**EXERCISE TASK:** Render the lines of the records, from the one containing "Note to the class: locate the weeds" through the end of the records, inclusive, as a Markdown table with a Row column numbering each line and an Entry column holding the line itself, leaving out any blank lines.
### SUPPLIED RECORDS ###
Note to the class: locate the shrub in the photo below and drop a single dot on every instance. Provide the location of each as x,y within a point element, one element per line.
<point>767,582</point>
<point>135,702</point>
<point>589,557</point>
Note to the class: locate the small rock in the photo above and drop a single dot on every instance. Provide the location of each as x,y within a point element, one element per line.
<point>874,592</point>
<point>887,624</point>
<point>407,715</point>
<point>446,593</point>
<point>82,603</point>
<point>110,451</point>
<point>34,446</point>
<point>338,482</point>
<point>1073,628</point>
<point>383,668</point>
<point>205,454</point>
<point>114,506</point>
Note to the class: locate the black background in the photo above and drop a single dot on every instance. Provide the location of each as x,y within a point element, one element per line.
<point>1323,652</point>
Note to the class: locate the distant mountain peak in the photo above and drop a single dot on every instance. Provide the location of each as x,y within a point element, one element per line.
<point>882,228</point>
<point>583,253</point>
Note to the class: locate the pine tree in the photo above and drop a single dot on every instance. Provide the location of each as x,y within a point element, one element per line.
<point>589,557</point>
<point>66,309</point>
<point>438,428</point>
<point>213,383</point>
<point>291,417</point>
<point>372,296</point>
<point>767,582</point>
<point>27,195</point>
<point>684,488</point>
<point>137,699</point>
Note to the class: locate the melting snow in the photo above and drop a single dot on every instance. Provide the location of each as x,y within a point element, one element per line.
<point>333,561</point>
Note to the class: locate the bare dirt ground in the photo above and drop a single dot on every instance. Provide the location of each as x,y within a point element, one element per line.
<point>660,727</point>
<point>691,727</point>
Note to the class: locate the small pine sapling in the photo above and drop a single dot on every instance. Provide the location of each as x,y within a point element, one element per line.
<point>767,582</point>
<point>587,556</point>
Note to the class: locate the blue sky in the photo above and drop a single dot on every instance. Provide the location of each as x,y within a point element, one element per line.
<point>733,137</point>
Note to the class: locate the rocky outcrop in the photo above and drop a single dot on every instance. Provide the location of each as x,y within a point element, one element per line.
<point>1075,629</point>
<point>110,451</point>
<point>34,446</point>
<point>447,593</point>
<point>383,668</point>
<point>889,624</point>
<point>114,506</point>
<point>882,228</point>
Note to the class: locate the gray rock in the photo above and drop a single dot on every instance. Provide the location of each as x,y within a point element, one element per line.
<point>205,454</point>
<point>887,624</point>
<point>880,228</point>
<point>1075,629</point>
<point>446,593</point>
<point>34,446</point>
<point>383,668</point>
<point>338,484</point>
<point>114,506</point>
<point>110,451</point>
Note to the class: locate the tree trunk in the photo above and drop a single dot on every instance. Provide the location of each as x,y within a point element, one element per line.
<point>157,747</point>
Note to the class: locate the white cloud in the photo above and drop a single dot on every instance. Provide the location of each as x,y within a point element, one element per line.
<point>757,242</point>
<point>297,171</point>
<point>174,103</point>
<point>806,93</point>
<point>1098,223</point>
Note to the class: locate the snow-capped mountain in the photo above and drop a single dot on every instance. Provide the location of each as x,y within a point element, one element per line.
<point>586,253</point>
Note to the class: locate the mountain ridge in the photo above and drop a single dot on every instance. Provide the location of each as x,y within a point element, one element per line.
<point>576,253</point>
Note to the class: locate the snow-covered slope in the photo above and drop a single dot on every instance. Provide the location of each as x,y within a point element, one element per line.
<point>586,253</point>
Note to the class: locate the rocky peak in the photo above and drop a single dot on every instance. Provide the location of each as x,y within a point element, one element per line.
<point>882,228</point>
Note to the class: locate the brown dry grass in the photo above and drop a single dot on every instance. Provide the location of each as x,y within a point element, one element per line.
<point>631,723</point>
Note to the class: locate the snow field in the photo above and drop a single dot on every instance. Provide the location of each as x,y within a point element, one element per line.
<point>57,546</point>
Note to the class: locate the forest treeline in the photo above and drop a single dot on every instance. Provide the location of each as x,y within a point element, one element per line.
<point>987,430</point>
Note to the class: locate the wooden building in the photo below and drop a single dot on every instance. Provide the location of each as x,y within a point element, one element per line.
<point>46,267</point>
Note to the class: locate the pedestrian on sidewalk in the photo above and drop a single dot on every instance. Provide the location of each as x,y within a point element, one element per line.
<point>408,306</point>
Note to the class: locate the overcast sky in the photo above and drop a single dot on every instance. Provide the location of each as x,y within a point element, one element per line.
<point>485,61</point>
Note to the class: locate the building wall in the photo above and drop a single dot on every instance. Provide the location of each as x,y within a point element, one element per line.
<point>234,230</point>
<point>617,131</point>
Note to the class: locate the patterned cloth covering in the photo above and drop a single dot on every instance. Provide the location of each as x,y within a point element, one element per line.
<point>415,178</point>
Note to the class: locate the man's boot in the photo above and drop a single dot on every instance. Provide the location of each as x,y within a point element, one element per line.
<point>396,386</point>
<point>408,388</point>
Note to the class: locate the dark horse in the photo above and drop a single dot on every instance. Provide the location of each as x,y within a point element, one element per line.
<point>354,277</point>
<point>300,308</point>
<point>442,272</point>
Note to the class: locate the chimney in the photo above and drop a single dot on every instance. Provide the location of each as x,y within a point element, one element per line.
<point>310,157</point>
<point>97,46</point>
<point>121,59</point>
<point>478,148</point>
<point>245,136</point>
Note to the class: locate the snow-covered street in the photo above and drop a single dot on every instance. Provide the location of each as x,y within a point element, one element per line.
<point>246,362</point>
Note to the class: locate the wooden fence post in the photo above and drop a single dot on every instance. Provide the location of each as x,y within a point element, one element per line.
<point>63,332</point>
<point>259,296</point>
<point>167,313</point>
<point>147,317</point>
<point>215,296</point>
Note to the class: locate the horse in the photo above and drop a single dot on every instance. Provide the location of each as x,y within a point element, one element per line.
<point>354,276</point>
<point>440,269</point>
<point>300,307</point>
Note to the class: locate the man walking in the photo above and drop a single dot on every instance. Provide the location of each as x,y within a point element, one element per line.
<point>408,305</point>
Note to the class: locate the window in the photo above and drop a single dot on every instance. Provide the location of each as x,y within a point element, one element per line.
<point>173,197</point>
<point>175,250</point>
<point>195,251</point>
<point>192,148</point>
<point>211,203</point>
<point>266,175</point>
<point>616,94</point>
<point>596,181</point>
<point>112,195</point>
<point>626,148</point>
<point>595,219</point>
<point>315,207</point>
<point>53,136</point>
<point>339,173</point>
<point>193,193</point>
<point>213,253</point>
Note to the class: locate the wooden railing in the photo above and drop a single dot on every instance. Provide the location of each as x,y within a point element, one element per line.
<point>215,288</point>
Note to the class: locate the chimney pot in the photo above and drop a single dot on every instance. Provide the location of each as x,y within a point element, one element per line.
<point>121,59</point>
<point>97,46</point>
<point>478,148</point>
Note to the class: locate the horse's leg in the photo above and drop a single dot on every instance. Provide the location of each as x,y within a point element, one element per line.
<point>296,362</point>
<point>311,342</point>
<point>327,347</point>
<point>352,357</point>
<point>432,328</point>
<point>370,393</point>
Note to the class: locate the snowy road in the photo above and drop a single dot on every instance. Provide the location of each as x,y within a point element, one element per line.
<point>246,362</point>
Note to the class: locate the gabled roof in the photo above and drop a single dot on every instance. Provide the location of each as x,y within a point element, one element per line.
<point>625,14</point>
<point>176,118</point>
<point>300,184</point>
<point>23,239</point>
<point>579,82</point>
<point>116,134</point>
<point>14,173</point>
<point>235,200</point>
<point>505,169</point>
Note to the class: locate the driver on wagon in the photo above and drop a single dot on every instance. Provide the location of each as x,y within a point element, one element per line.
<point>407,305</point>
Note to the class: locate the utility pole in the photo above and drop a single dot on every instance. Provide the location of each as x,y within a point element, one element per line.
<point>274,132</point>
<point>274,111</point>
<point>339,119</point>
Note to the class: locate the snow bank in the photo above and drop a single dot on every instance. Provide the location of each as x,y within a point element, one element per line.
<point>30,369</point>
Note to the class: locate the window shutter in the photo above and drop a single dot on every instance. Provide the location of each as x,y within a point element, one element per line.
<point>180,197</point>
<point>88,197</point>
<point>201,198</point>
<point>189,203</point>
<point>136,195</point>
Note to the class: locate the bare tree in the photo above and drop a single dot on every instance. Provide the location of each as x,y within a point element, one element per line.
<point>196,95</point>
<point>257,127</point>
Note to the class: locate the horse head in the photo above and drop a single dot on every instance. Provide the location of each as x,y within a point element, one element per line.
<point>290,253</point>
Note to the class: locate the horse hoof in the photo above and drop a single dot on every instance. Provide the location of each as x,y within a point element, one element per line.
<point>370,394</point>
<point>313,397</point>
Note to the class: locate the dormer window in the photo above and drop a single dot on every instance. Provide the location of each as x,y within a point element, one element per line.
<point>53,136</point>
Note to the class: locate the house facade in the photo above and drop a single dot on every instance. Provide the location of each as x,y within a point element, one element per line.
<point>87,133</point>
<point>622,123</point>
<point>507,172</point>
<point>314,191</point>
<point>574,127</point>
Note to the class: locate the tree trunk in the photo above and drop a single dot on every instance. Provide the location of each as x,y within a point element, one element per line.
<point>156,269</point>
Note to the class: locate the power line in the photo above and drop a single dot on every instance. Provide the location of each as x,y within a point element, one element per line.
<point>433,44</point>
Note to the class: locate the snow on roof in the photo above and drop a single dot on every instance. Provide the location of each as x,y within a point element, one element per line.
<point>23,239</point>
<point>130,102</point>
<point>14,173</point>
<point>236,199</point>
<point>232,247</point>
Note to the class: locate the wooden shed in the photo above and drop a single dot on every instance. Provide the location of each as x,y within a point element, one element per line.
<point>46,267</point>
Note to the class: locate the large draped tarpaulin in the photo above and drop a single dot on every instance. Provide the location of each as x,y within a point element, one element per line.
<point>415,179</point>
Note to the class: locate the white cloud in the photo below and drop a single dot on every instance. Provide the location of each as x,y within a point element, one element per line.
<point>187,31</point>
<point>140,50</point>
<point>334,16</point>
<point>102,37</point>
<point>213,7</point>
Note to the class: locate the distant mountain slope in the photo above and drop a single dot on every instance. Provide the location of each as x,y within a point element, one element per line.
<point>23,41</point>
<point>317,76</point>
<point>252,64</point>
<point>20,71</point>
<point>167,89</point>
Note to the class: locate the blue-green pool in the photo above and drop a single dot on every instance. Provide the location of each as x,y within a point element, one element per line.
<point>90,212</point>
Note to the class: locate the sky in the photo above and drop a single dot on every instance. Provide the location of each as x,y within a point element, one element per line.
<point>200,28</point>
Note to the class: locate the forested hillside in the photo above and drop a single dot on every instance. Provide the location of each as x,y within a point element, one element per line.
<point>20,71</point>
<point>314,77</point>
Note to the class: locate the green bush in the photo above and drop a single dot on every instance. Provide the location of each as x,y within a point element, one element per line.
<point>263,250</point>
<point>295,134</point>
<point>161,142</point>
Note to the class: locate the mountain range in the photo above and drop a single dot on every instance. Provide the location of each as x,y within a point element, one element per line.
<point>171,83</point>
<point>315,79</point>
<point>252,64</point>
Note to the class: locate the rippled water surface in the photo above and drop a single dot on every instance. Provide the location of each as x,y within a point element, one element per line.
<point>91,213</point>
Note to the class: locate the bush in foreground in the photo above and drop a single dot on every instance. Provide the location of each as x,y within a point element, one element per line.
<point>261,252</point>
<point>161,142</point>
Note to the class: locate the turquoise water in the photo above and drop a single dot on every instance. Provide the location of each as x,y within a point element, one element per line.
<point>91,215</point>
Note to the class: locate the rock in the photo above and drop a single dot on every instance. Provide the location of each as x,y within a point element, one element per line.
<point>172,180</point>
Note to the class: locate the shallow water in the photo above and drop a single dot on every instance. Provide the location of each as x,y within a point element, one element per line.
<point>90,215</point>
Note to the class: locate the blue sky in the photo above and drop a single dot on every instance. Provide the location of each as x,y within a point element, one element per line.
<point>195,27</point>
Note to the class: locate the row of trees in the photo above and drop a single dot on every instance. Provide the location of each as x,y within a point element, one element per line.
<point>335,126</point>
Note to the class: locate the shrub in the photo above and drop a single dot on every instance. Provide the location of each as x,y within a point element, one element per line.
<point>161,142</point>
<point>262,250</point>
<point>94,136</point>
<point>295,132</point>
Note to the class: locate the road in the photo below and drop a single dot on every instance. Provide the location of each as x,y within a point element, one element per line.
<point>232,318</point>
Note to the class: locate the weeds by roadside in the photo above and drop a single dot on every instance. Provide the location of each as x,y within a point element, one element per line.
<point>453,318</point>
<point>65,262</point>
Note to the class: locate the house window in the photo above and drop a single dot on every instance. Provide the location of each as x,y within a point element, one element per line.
###
**FULL ANSWER:**
| Row | Entry |
|---|---|
| 1 | Note to the class: locate the weeds by roadside in the photo above and drop a single dot on every instance. Provide the location of each as x,y within a point element, one element per line. |
| 2 | <point>453,318</point> |
| 3 | <point>65,262</point> |
| 4 | Note to the class: locate the house window in the photo above and drop a single dot on every instance. Provide the location of each as x,y within a point element, one element per line. |